**Задания**
- A) Что в тексте о Розанове названо главным «героем» литературы?
- B) Воспроизведите фрагмент текста о Розанове от слов «Письмо - главный» до слов «процесса построения понимания.» включительно.
- C) Какие пары понятий, согласно тексту о Розанове, сходятся в понимании? Назовите все.

**Исходный текст**
----------
Для представления метафизической темы апокалиптичности необходима была особая форма - так появляется у Розанова проблема письма. Материал поставляла жизнь. Была определена и суть творчества: начать с единичной вещи, существование которой "случайно открылось духу", и далее, далее - до понимания неразложимых данностей, где предстает чистая сторона бытия. Творчество видится как соотнесенность творящего, творения и творимого - последовательно развертываются пять "оборотов" понимания по всем схемам разума. Мир человеческий суть общее для творчества, Космос - общее для движения понимания. Самоопределяемость значима для искусства - его зарождение, развитие и выражение совершаются по своим внутренним законам, - и с нарушением их уничтожается или нарушается. Цель художественного творчества выводится из его сущности - оно не имеет цели вне себя и, раз пробудившись, по внутренней необходимости выливается во внешних формах, так же свободно и так же бесцельно, как свободно и бесцельно тожественное настроение при виде звездного неба или радость при виде найденной утраты. Это сближение с позицией Канта не должно уводить от главного: творчество обладает автономией и собственным целеполаганием. Понимание "есть явление свободно-необходимое: свободное от всего, лежащего вне человека, но развивающееся необходимо по законам, лежащим в нем самом" (С. 515). Понимание свободно извне, потому что необходимо внутри себя.

Письмо выступает как другое цельного знания. Можно сказать, что сопоставление "эмбрионально" задано, существование как бы имманентно, но при этом и трансцендентно ("Я похож на младенца в утробе матери, но которому вовсе не хочется родиться. Мне и тут тепло"). Понимание находится вне влияния, но в нем сходятся жизнь и смысл, экзистенция и дискурс, свобода и необходимость. Поэтому важно перевести психологию в дискурс. Так развертывается стратегия "параллельного письма": письма, фрагменты, цитаты, будучи включенными в его собственные произведения, оказываются завершенными уже в новом текстовом (и бытийном) окружении. Параллельное письмо допускает авторскую множественность, и хотя авторы-корреспонденты заявлены, это есть уравнивание всех в пространстве письма ("письмо без имен"). Это неклассическая стратегия смыслогенеза - смысл выстраивается не как приведение к уже данному или известному, а возникает в пространстве сопоставлений. Появляется особого рода топологика письма. Именно ее архитектоническое присутствие влияет на ее разные определения.

Письмо - главный "герой" литературы. И внимание к "Апокалипсису" ("чудесная пророческая книга") - это интерес именно к книге, письму, в котором начало и конец совпадают ("Как, когда только что начиналось все, творец его увидел и конец"). Имманентное и трансцендентное как бы совпадают - письмо для самого себя является не только основанием, но тайной и жертвой. Поддержка и спасение письма несопоставимо важнее того, что конкретно на нем исполнено, хотя каждое из исполненного важно в своем времени. О нем можно спорить, все историческое поддается смещению. Письмо содержит в себе все существующие смыслы в едином пространстве соотнесенности и потому не позволяет уклониться от самого процесса построения понимания.
----------
**Строки**

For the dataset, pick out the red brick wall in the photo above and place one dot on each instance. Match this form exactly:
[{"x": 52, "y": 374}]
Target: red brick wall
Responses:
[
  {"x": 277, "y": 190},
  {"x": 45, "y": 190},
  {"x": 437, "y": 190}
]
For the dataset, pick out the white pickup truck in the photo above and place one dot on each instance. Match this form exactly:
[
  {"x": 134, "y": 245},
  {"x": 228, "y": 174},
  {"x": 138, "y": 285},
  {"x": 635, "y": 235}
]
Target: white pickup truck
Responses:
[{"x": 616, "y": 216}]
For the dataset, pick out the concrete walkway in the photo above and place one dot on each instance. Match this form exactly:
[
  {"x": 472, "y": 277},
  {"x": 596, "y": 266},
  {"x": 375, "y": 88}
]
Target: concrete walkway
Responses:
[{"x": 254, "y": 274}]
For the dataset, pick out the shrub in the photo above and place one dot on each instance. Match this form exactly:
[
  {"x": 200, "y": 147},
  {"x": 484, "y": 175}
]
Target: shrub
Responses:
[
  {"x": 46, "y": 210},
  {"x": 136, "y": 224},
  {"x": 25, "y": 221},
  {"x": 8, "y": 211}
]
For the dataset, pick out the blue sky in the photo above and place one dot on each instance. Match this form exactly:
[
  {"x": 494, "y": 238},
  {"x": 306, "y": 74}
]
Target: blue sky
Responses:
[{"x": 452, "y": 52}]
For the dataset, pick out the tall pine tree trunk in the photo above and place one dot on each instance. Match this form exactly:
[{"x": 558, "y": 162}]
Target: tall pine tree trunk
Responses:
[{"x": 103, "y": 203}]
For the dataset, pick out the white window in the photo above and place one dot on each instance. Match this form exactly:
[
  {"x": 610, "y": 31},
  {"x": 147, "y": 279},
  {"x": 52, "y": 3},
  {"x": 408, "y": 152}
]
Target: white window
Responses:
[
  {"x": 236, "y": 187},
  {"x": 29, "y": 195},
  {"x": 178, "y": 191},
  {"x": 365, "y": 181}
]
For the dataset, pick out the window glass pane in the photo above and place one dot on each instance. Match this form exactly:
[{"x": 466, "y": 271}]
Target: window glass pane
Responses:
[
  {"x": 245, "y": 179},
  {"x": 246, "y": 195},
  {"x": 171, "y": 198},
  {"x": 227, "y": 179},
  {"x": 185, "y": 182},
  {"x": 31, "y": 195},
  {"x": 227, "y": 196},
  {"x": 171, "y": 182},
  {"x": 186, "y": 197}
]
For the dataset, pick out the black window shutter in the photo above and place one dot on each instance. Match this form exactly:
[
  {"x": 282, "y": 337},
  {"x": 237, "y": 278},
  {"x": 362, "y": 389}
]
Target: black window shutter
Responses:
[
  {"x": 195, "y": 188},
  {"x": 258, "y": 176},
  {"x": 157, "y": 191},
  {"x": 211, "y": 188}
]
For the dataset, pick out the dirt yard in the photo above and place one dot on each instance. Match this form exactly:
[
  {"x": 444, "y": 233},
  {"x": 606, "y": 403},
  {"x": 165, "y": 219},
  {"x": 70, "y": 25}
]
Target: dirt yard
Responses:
----------
**Ответы к заданиям**
- A) Письмо.

- B)
Письмо - главный "герой" литературы. И внимание к "Апокалипсису" ("чудесная пророческая книга") - это интерес именно к книге, письму, в котором начало и конец совпадают ("Как, когда только что начиналось все, творец его увидел и конец"). Имманентное и трансцендентное как бы совпадают - письмо для самого себя является не только основанием, но тайной и жертвой. Поддержка и спасение письма несопоставимо важнее того, что конкретно на нем исполнено, хотя каждое из исполненного важно в своем времени. О нем можно спорить, все историческое поддается смещению. Письмо содержит в себе все существующие смыслы в едином пространстве соотнесенности и потому не позволяет уклониться от самого процесса построения понимания.

- C) Жизнь и смысл; экзистенция и дискурс; свобода и необходимость.